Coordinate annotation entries
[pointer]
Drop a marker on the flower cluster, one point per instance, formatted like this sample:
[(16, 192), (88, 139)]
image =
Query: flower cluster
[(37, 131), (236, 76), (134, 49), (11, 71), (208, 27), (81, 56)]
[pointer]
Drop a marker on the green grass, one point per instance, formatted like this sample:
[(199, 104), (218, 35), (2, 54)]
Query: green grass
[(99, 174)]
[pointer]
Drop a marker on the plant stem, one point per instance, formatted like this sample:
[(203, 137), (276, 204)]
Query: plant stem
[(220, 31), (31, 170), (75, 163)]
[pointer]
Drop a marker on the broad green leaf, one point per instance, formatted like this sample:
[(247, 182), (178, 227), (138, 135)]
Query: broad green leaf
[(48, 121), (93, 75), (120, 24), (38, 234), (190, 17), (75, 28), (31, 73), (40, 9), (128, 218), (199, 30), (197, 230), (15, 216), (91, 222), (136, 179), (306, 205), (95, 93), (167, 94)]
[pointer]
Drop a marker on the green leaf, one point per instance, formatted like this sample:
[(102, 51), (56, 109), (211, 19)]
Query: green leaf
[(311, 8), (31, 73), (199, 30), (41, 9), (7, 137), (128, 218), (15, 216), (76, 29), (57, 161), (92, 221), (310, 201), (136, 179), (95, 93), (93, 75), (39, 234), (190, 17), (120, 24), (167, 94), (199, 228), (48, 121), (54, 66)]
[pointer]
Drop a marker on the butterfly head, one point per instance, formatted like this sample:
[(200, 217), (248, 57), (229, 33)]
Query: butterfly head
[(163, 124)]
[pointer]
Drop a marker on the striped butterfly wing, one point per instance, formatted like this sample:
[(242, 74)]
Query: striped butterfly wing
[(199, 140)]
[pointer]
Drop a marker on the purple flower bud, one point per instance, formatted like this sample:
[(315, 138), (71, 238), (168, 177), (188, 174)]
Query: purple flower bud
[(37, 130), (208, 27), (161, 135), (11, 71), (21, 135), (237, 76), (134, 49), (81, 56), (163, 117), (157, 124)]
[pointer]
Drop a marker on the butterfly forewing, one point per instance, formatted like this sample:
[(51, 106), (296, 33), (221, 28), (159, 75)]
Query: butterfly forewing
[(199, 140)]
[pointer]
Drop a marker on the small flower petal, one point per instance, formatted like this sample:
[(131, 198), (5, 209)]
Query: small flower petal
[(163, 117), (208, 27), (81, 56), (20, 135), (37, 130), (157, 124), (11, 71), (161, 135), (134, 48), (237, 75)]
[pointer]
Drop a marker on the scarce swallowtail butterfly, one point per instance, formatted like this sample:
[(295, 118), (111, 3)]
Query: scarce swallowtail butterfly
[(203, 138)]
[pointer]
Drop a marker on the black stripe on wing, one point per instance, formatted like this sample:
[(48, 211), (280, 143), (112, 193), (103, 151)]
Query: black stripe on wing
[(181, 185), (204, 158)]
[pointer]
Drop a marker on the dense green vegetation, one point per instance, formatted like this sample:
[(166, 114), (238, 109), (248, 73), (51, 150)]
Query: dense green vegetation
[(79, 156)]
--
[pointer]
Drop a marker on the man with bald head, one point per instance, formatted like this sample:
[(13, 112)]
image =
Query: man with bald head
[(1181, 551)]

Exercise requirements: Pick out every line of the items above that contains the string "cluster", matching case exactly.

Solution:
Drop a marker on the flower cluster, one point per instance, formatted like this sample:
Query: flower cluster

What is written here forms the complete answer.